The problem:
Skip every picture, and copy exactly the lines from the one containing "Keypoint placement rule: for each instance of the bright" to the end of the data.

:: Material provided ::

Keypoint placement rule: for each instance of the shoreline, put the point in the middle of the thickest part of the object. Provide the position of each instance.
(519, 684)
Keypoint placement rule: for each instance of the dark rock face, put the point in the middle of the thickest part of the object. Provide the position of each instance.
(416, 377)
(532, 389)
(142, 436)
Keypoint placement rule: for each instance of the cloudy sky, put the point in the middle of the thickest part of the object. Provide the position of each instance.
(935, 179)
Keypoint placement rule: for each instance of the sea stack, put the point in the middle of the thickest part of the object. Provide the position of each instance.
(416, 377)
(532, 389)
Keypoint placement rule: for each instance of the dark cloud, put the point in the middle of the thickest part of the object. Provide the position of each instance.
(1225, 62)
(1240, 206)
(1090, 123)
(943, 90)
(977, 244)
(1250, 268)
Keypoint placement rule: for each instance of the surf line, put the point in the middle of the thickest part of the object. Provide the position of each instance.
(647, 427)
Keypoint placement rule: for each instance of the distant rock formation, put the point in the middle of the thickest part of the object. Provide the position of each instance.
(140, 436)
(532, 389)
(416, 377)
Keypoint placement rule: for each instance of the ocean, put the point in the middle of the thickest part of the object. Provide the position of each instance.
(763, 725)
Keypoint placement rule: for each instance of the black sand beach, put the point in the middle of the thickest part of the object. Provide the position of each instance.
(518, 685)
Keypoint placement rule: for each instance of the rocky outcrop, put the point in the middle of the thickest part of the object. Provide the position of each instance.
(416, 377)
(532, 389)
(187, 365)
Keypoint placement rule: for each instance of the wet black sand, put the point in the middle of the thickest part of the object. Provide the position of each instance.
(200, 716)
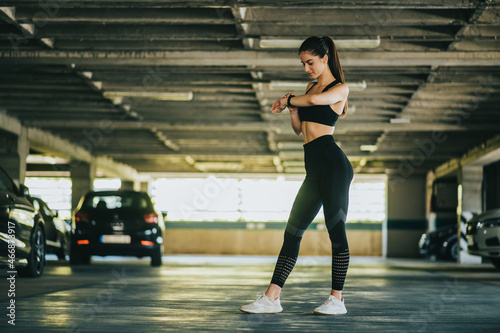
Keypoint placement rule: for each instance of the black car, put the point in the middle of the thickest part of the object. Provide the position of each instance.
(22, 230)
(441, 243)
(122, 223)
(483, 236)
(57, 231)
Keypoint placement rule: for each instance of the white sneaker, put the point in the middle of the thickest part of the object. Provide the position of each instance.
(331, 306)
(263, 304)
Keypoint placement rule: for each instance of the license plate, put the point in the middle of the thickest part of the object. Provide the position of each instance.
(115, 239)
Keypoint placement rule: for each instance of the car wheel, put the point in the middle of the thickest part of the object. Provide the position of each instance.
(452, 250)
(36, 258)
(156, 258)
(64, 250)
(495, 262)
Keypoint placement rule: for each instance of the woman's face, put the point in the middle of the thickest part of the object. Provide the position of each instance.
(313, 64)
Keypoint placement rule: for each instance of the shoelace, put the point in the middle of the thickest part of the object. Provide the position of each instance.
(330, 300)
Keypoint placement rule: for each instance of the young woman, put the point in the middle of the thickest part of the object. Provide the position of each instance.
(328, 173)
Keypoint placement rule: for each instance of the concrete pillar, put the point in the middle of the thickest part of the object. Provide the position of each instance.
(82, 180)
(470, 180)
(406, 216)
(14, 150)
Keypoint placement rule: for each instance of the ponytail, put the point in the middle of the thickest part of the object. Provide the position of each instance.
(321, 46)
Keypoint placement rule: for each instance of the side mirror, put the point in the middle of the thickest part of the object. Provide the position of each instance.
(24, 190)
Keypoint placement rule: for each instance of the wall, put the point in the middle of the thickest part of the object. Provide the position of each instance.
(239, 241)
(406, 220)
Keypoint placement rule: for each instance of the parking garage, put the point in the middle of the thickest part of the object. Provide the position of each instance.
(173, 99)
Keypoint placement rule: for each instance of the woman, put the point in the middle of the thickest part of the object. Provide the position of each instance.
(328, 173)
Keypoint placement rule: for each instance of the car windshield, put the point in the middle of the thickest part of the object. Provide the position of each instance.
(117, 201)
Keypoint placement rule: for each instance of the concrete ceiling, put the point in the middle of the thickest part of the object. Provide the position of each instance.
(96, 73)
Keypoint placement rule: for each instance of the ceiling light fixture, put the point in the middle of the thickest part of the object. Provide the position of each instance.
(368, 148)
(400, 120)
(160, 96)
(280, 43)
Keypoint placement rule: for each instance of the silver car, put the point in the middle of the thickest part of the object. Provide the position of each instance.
(483, 236)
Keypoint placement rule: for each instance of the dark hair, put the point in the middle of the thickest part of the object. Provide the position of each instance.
(324, 45)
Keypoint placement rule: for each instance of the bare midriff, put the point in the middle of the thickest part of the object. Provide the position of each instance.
(311, 130)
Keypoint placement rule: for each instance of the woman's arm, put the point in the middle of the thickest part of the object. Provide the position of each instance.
(294, 114)
(329, 97)
(296, 123)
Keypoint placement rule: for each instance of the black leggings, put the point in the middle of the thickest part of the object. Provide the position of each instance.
(328, 177)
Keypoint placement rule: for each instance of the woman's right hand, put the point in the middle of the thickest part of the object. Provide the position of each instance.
(292, 108)
(278, 105)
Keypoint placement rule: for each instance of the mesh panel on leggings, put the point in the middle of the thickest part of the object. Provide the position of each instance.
(340, 263)
(283, 268)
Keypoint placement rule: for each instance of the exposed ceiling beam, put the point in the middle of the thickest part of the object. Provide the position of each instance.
(281, 124)
(247, 58)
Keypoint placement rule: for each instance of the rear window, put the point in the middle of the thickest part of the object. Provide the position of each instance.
(117, 201)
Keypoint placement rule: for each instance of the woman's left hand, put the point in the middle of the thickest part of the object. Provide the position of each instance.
(280, 104)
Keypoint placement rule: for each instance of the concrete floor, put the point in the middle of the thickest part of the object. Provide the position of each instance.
(203, 293)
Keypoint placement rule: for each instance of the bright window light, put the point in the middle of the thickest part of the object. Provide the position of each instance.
(56, 192)
(107, 184)
(254, 200)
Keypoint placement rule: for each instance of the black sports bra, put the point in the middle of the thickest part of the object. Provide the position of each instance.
(322, 114)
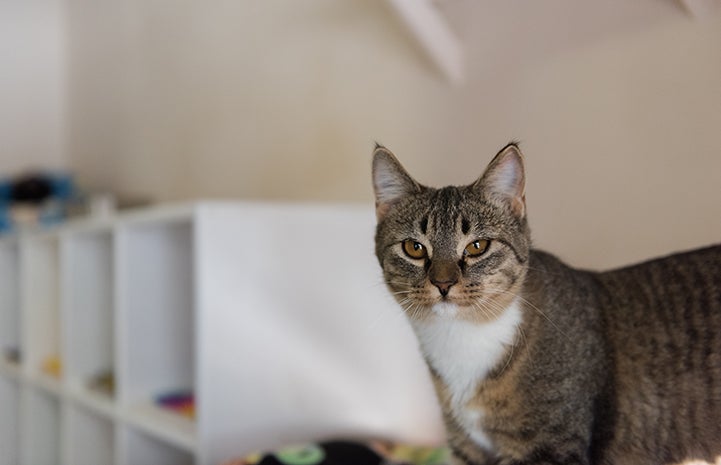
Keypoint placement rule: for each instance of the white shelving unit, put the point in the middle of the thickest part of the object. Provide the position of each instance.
(190, 298)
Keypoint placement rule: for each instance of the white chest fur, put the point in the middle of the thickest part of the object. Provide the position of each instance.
(462, 353)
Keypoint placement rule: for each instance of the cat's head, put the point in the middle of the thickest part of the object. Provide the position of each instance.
(459, 251)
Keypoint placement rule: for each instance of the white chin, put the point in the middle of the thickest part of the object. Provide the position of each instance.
(445, 309)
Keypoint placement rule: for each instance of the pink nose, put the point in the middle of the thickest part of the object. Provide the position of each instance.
(444, 286)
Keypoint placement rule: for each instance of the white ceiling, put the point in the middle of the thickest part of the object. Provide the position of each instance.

:::

Final result:
Keypoint placement rule: for each instance of the bright window light, put the point in the middle of the thickest part of the object. Provide the position of each instance.
(56, 192)
(107, 184)
(254, 200)
Keypoint placement rule: for each instance of the black sports bra, put the point in the middle of the thickest part of the object. Provide the position of each instance.
(322, 114)
Keypoint placement rule: for each instance of the white shelving unit, put the point in the middle of the thickest part of the object. Provide the position of each instance.
(190, 298)
Keypoint placement rule: for each instance of the white chest fur, put the point in the middle of the thickest part of the object. Provide the position of each instance.
(462, 353)
Keypoint placement rule: for each instance of the cat's head, put the point in the middle of the thickest part of the object. Provide the position of each instance.
(459, 251)
Keypoint placement rule: for each instance of the white chin, put the point in the middle of the thickest part of the object. Provide the position of each instance.
(445, 309)
Keypoint placement rule: for each instance of the pink nose, put the point in the middle of the thickest part of the object. Provide the position of each instance.
(444, 286)
Keypoint placement rule: for each instance of the white ceiling, put the point in the middle of the thickest part of the object. Provide the position of each instance.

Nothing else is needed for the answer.